▶ **Fragmento del texto**:
((
¿Un filósofo en la Casa Blanca?
«Sería ridículo pretender que J. D. Vance, ¡y Trump!, vienen a defender la misma idea de perdón que se nos predica, con voz melosa, desde demasiadas homilías»
«El club neoyorquino que está más de moda es la Iglesia católica». Hace ya dos años que el New York Times titulaba así uno de sus artículos. Hoy, el fenómeno que lo inspiraba sigue estando tan o más vigente que entonces.
En efecto, es ya habitual comprobar en la prensa anglosajona cómo se suceden las noticias sobre celebridades que se vuelven cristianas o, más en concreto, católicas. Actores como Shia LaBeouf, humoristas como Rob Schneider o personalidades como Tammy Peterson, esposa de Jordan Peterson, han entrado de reciente en la Iglesia romana.
))
▶ **Datos proporcionados**:
((
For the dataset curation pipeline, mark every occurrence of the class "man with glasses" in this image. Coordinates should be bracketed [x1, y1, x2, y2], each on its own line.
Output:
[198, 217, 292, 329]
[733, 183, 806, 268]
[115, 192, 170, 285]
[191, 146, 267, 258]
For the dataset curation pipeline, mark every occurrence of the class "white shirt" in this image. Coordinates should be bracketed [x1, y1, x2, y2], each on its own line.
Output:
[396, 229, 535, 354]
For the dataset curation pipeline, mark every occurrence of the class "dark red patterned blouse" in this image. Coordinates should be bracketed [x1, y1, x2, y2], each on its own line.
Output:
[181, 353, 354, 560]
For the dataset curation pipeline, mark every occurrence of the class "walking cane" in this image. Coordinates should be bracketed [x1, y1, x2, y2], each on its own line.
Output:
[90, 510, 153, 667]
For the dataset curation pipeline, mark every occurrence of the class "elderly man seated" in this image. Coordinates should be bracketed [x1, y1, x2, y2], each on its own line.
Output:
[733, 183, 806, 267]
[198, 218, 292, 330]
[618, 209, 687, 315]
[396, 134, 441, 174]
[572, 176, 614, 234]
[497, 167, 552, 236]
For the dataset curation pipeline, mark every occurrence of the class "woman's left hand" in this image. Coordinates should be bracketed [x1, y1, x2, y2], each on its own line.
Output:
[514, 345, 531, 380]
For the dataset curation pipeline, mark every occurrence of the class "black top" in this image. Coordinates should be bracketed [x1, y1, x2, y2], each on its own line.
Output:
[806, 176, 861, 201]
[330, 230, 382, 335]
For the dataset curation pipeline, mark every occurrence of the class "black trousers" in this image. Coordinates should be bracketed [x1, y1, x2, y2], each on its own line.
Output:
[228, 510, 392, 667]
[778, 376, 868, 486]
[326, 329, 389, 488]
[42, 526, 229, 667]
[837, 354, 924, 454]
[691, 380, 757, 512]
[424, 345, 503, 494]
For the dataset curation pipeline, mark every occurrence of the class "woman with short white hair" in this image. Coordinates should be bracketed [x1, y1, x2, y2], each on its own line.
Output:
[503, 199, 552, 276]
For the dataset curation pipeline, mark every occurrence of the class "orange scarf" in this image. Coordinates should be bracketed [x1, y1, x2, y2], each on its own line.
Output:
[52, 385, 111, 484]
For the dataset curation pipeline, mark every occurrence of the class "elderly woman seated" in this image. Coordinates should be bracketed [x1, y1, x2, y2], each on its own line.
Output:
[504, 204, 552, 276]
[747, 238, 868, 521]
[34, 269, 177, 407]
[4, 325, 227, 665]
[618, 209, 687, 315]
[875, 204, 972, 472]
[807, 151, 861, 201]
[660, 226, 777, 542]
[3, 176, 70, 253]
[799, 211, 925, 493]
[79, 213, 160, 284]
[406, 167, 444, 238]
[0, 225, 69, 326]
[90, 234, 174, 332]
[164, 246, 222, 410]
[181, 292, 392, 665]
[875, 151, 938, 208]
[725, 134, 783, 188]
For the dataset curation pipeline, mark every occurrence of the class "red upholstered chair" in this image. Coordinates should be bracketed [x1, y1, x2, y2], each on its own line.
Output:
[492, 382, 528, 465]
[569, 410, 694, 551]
))
▶ **Tarea**:
Reescribe el tramo del fragmento del texto desde "En efecto, es" hasta "la Iglesia romana.", sustituyendo "humoristas" por "cómicos". Los datos no tienen ningún papel en este ejercicio.

▶ **Respuesta**:
En efecto, es ya habitual comprobar en la prensa anglosajona cómo se suceden las noticias sobre celebridades que se vuelven cristianas o, más en concreto, católicas. Actores como Shia LaBeouf, cómicos como Rob Schneider o personalidades como Tammy Peterson, esposa de Jordan Peterson, han entrado de reciente en la Iglesia romana.